Stated goal →
Will you write out the lines below again, swapping "bounding box" for "enclosing rectangle" and changing nothing else, with the pictures left out?
# Start of Data for this task
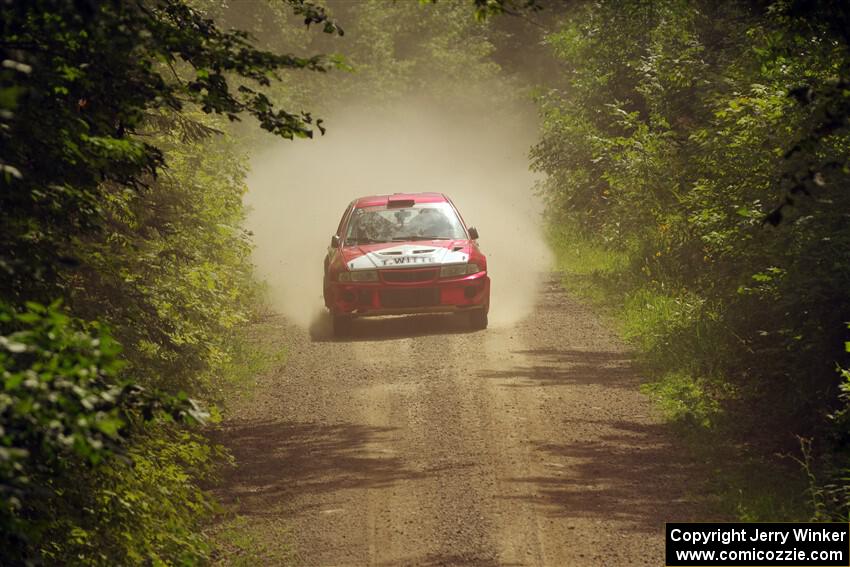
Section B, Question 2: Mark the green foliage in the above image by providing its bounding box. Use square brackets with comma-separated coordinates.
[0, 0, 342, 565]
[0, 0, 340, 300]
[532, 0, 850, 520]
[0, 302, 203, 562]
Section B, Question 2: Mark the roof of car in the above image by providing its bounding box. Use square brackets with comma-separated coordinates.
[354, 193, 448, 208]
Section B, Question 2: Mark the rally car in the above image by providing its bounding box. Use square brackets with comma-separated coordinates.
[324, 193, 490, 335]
# End of Data for this task
Task solution →
Section B, Question 2: Mark the green foliage in the above image by providing its enclosing rectangle. Use square brackets with comma-separated coordinates.
[0, 0, 342, 565]
[0, 0, 340, 300]
[532, 0, 850, 520]
[0, 302, 203, 562]
Section B, Question 2: Mark the roof of car in the above image by providing its enclosing rectangle. Use square brackets with comma-separated coordinates.
[354, 193, 448, 208]
Section B, Question 2: Mark the rally car in the above image by providing its enclosing rectangle. Use square brackets with comma-separated coordinates.
[324, 193, 490, 335]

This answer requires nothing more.